::: Passage :::

I am a strong believer in the power of long term relationships.
My grandparents on my father’s side were together for 70 years. My parents met when my mom was 17 and my dad was 21 and they were together for almost 50 years before her death four years ago. I myself have been with my husband—my first and only relationship—for twelve years and counting. Even my older brother met his wife in college.
This speaks to an understanding in my family of the inherent value of maintaining long term relationships. I remember taking walks with my dad where we would discuss relationships, he would tell me that the work you put in to maintaining relationships—spouses, friends, family, etc.—pays you back many times over. That despite rough, or boring, patches where you may want to walk away and start over, you should make it last if you can. It’s served me very well so far.
This habit of sticking it out long-term extends to my professional life as well. I worked at PDT—my first bartending job—for five and a half years, and after nearly nine years, I’m departing Momofuku. The restaurant industry is notorious for high turnover—we’re expected to replace every position once every year. Many people stick it out for less, and the ones that go longer are a rarity.
Most conventional career advice suggests that job hopping, if done judiciously, is good for one’s career and earning potential. I’ve obviously never followed that advice. At times I’ve wondered if this has been to my detriment. Many in my industry gain wide experience working with a number of different teams, in multiple roles, engaging with different styles, becoming more ‘well rounded.’ But I always saw this process as one of having to start over, over and over, and preferred to focus on depth of experience, over the thrill of novelty.
At PDT I started as a know-nothing, LSAT-prep dropout. The bar had been open for just under nine months, and Don Lee invited me in to train, and Jim Meehan took a chance on me, giving me a coveted spot behind the bar two nights a week for me to learn the ropes while I was also simultaneously on said ropes. If I told you how many times I secretly read a recipe for a Sazerac that I had stashed under the bar, or furtively read the back label of a bottle I knew nothing about before reciting what I had just gleaned to a curious guest, Jim would probably call me up just to give me a hard time.

:::

Short problem A >> Pull out every line of the listing below that contains the word "house", treating uppercase and lowercase letters as different.

::: Dataset records :::

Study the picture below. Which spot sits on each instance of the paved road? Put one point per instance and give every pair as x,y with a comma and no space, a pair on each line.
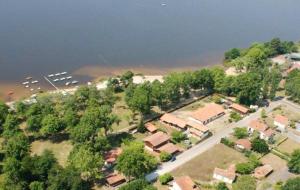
206,144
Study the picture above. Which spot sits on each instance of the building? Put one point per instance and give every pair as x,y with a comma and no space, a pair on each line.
262,171
174,121
111,156
227,176
197,129
153,142
281,122
264,131
183,183
208,113
115,179
239,108
150,127
243,144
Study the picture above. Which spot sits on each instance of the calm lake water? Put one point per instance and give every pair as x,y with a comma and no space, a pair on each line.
38,37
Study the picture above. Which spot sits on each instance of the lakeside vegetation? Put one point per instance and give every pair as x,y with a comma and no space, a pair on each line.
87,119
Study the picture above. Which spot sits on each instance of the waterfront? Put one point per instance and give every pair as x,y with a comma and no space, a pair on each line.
96,38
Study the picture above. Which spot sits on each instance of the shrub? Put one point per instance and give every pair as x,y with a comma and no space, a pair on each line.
178,136
164,179
164,156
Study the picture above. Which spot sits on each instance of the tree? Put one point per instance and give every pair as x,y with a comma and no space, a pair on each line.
245,182
260,145
138,184
135,162
50,125
86,161
292,184
17,146
3,112
240,132
294,163
166,178
178,136
222,186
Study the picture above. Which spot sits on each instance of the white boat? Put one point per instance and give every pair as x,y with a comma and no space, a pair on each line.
35,81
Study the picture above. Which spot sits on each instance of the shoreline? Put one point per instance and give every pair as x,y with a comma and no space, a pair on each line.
94,73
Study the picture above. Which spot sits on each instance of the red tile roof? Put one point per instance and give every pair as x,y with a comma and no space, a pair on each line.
170,118
157,138
185,183
258,125
245,143
239,108
207,112
281,119
262,171
150,127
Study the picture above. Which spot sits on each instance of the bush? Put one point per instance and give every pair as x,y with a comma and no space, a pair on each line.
235,116
240,132
227,142
178,136
260,146
164,156
164,179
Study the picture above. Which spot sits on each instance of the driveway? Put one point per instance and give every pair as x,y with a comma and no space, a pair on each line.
206,144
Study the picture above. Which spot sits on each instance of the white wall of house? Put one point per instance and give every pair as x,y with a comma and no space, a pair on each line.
222,178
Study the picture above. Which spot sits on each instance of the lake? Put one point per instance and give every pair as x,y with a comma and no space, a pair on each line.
39,37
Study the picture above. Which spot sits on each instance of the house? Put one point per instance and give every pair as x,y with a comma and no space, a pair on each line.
150,127
281,122
174,121
262,171
227,176
243,144
153,142
239,108
197,129
264,131
111,156
183,183
115,179
208,113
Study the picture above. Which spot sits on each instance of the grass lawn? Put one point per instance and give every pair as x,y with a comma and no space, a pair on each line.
288,146
60,150
201,168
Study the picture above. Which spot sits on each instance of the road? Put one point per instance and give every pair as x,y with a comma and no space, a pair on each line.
206,144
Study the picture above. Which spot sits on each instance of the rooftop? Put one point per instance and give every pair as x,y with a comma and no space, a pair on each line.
207,112
170,118
157,138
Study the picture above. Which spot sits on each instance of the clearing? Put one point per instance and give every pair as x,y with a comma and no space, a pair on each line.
60,150
201,168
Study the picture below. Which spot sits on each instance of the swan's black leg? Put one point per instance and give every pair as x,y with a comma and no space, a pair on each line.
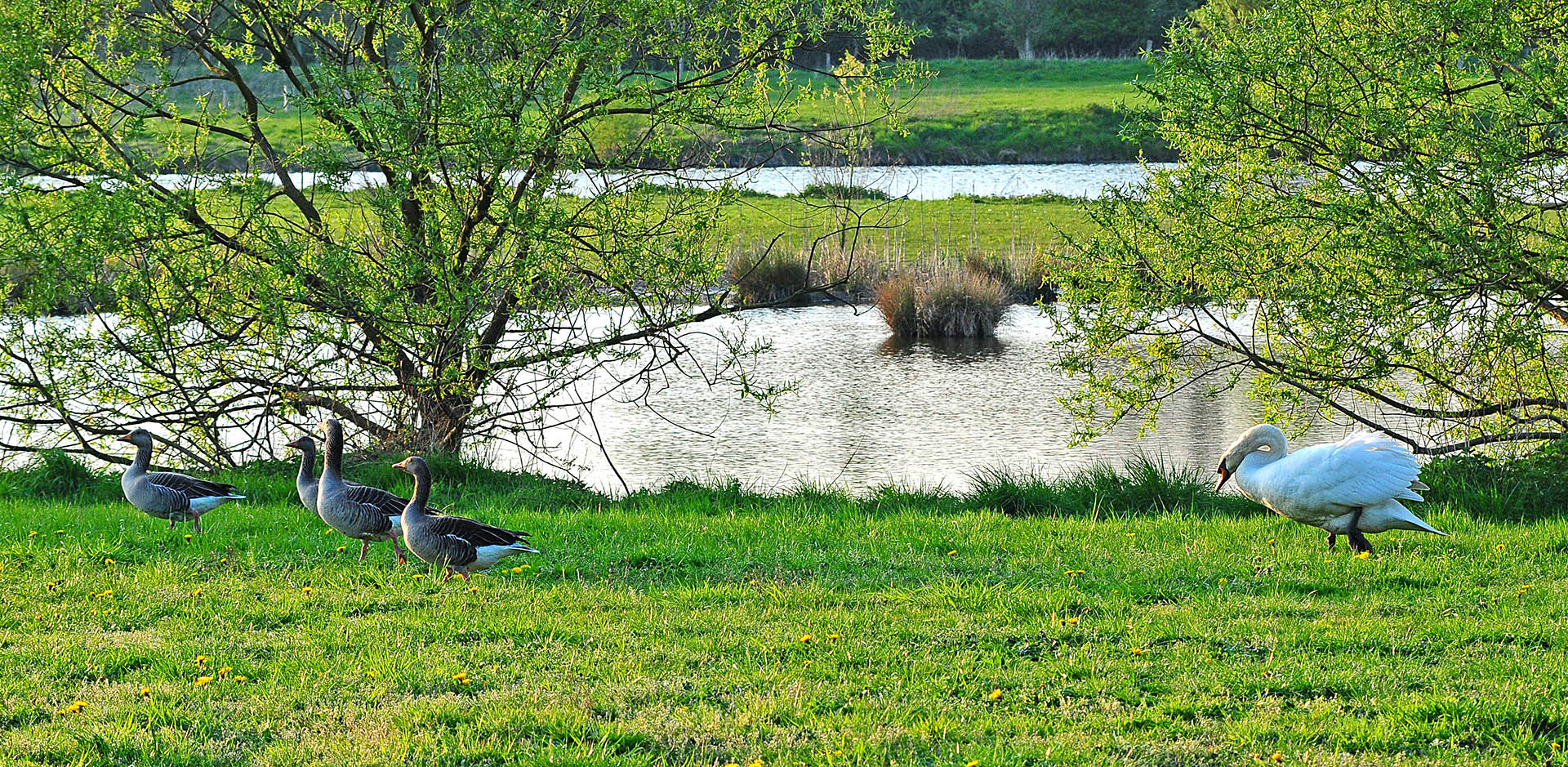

:::

Short problem B >> Output the part of the essay on long-term relationships between "Most conventional career" and "thrill of novelty.", inclusive.

Task answer A >>
Study the picture above. Which spot sits on each instance of the white wall of house? Put one point per instance and give every pair as x,y with a comma and no space, a pair on each line.
Study the picture above. Which spot sits on each instance of the house? Put one point per instance and give every pair as x,y with a comma and no space, a pair on each line.

Task answer B >>
Most conventional career advice suggests that job hopping, if done judiciously, is good for one’s career and earning potential. I’ve obviously never followed that advice. At times I’ve wondered if this has been to my detriment. Many in my industry gain wide experience working with a number of different teams, in multiple roles, engaging with different styles, becoming more ‘well rounded.’ But I always saw this process as one of having to start over, over and over, and preferred to focus on depth of experience, over the thrill of novelty.